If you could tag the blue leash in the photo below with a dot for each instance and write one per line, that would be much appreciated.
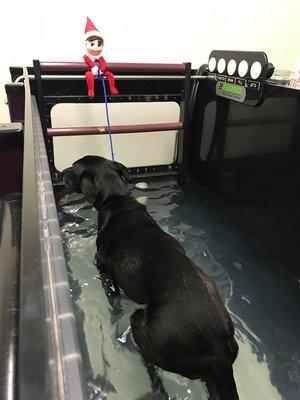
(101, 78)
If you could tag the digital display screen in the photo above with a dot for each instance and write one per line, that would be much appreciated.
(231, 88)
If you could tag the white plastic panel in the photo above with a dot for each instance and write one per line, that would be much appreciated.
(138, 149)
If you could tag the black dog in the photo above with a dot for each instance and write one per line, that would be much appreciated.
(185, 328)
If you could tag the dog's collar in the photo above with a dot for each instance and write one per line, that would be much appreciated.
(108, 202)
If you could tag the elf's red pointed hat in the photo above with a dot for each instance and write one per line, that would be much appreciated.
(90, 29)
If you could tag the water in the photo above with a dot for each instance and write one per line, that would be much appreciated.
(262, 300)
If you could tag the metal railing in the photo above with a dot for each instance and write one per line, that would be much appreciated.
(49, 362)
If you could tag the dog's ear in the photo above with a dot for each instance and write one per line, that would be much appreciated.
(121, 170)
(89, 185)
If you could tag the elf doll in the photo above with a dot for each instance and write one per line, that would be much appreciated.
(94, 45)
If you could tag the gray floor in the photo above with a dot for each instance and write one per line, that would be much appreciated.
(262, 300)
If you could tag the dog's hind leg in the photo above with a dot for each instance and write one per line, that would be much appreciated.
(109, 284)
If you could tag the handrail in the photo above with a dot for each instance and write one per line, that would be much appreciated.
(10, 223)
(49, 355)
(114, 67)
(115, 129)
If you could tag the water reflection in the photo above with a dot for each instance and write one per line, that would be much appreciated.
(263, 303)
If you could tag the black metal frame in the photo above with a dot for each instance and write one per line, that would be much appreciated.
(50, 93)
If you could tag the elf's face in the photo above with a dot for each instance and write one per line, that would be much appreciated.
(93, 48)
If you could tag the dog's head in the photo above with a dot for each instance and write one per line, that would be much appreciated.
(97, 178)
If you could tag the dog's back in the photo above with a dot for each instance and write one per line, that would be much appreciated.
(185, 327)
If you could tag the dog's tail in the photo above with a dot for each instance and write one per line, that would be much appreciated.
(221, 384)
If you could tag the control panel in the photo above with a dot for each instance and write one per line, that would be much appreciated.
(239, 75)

...

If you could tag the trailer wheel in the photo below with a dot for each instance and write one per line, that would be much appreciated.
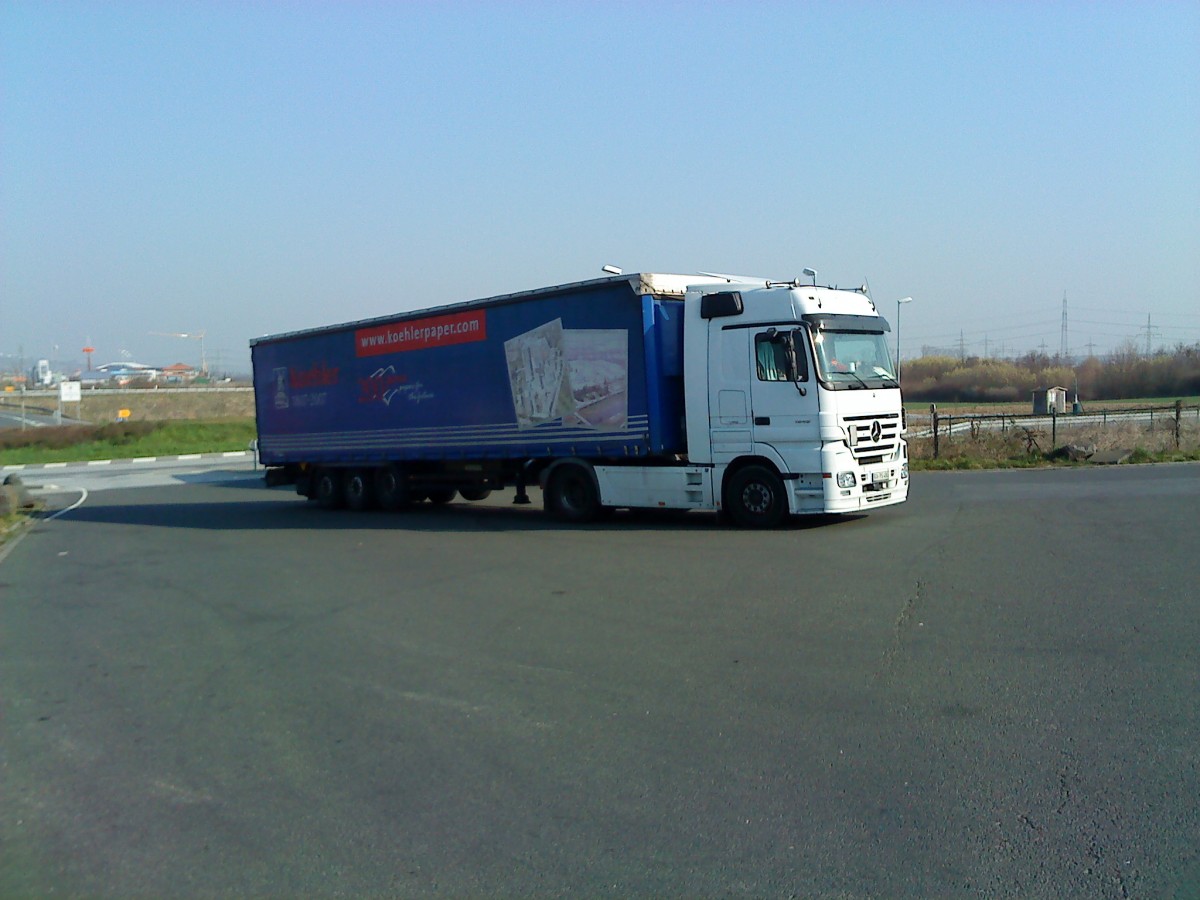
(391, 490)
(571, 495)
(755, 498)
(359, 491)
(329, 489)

▸ **Stated task**
Pull out each line of the material above that contains the word "below", and copy those lines unchanged.

▸ **Answer for this exercise**
If you could tag the blue leash in the photo below with a dot for each instance and write one per line, that would be much appreciated.
If you could tag the trailer wheel in the photo below with a dot for each instance and write one per line, that would be much appreciated.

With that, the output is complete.